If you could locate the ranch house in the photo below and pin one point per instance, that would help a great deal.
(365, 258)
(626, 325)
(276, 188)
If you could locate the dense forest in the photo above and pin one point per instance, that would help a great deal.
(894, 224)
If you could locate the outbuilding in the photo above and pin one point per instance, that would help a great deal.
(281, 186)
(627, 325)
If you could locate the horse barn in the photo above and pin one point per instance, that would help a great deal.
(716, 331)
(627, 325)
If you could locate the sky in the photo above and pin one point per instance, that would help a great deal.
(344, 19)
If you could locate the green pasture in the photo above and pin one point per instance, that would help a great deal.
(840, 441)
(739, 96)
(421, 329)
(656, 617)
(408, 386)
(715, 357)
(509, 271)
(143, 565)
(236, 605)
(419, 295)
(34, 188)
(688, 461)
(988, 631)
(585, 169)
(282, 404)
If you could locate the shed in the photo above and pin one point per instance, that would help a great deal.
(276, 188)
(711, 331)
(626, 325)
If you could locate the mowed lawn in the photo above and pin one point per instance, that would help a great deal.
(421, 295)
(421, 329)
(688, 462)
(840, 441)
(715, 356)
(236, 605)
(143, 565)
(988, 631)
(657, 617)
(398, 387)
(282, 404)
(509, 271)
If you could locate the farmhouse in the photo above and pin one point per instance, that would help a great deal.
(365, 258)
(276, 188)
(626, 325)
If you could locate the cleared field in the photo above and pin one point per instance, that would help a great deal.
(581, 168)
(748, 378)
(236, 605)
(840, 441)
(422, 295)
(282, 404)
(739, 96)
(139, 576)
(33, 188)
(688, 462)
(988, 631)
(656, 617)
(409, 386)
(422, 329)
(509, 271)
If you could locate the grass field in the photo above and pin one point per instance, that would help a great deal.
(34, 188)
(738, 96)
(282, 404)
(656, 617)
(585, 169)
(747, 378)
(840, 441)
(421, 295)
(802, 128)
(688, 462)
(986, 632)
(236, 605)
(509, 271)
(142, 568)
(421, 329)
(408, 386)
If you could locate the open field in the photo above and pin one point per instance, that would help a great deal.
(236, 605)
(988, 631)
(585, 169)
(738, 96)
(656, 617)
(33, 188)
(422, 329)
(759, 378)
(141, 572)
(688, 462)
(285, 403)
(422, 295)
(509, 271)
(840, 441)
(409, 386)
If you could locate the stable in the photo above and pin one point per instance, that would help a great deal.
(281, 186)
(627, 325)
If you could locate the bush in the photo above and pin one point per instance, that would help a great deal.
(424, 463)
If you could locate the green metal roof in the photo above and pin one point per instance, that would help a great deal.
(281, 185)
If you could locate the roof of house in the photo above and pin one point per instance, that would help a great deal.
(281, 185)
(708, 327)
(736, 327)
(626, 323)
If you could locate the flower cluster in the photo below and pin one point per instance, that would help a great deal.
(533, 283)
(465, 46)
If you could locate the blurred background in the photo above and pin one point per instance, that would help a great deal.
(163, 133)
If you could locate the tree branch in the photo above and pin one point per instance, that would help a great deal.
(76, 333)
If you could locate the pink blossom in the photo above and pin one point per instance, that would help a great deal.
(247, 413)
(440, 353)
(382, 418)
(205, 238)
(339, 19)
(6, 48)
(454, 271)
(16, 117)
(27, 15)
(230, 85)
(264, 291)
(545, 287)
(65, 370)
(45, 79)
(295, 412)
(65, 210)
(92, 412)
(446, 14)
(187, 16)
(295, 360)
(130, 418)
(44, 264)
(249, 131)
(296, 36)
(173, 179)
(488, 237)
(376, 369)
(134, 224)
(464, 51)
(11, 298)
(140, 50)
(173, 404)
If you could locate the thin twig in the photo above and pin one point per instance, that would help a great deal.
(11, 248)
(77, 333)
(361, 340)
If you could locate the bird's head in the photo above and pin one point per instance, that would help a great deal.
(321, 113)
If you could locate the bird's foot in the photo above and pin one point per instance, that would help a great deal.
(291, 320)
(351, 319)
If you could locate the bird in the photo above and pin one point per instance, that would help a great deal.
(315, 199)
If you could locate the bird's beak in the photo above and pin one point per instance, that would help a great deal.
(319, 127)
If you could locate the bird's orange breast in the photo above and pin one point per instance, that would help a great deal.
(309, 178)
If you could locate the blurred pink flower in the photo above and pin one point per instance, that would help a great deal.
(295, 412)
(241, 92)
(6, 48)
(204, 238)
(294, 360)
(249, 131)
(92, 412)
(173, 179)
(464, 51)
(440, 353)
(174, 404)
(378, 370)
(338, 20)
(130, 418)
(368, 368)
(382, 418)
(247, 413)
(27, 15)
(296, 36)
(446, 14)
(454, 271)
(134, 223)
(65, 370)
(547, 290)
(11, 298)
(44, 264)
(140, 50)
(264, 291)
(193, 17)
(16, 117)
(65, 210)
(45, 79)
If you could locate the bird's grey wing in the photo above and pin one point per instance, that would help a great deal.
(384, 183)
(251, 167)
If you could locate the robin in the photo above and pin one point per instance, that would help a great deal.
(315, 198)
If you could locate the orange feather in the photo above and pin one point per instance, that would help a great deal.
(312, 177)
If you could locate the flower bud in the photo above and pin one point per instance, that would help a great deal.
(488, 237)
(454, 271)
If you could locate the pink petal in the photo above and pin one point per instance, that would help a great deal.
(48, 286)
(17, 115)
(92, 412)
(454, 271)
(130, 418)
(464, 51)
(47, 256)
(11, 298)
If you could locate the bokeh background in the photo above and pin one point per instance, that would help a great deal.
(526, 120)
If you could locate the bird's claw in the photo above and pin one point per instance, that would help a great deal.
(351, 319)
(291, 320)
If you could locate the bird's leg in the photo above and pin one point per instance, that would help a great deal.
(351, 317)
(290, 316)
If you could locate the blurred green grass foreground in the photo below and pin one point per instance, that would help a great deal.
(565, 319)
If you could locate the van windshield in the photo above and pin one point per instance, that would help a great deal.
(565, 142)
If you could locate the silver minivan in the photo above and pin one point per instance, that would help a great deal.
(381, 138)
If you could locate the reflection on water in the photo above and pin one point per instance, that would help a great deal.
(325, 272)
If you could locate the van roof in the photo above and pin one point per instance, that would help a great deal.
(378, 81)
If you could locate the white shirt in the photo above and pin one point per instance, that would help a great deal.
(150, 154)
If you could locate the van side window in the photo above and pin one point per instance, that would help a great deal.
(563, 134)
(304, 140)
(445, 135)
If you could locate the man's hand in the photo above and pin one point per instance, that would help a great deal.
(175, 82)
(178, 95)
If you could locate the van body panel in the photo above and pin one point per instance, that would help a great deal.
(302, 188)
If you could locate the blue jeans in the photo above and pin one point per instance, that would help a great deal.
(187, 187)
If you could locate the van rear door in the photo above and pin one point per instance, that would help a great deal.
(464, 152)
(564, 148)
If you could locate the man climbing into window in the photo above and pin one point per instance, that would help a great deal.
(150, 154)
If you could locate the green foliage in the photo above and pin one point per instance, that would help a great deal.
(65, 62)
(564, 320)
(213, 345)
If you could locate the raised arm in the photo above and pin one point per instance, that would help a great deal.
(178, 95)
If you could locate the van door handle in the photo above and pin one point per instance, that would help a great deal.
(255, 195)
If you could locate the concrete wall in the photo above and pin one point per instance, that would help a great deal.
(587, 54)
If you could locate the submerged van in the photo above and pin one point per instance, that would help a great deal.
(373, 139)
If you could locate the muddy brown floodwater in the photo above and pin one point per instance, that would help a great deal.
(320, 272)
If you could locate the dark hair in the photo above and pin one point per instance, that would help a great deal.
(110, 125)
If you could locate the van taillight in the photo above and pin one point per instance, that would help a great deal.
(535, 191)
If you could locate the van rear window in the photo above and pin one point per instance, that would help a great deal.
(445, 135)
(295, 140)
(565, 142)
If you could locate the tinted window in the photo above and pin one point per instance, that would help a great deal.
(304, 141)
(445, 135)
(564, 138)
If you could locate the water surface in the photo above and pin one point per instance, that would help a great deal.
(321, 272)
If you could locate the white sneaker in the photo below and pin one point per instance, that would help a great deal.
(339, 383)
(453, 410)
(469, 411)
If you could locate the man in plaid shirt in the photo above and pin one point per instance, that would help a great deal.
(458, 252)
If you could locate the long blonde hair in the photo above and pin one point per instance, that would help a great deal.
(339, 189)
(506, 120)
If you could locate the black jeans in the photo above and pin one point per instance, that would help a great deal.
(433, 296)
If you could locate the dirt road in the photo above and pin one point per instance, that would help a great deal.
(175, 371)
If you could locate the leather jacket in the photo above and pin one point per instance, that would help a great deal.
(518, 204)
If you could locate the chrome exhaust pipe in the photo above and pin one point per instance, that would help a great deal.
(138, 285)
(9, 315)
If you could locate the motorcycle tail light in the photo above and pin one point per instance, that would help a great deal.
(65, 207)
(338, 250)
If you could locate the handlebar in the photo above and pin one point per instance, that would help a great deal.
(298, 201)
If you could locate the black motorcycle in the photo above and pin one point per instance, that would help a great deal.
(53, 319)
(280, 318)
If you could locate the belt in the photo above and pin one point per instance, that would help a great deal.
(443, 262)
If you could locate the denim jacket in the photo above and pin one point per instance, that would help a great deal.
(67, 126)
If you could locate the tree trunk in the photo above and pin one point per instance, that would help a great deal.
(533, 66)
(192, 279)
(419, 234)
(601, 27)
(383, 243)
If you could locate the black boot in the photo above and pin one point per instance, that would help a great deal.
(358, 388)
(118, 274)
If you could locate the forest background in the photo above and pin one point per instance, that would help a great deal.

################

» EXERCISE DESCRIPTION
Word for word, restate the line that contains "If you could locate the black motorcycle" and each line after it, up to and including the last line of the listing; include nothing else.

» EXERCISE RESPONSE
If you could locate the black motorcycle in the photo above and pin one point per instance, that would help a great deal.
(53, 319)
(280, 318)
If you could locate the belt in the photo above and pin one point per instance, that would help a great deal.
(443, 262)
If you could locate the denim jacket in the photo above and pin one point per instance, that would help a great deal.
(67, 126)
If you could locate the tree trunk in the photo above and pin one point per instance, that would help a great deal.
(533, 66)
(192, 279)
(419, 234)
(601, 27)
(383, 243)
If you could locate the black boot in the photo above and pin one point per instance, that would help a great deal.
(358, 388)
(118, 274)
If you could locate the forest background in the photo above and pin one point per instance, that would help a great deal.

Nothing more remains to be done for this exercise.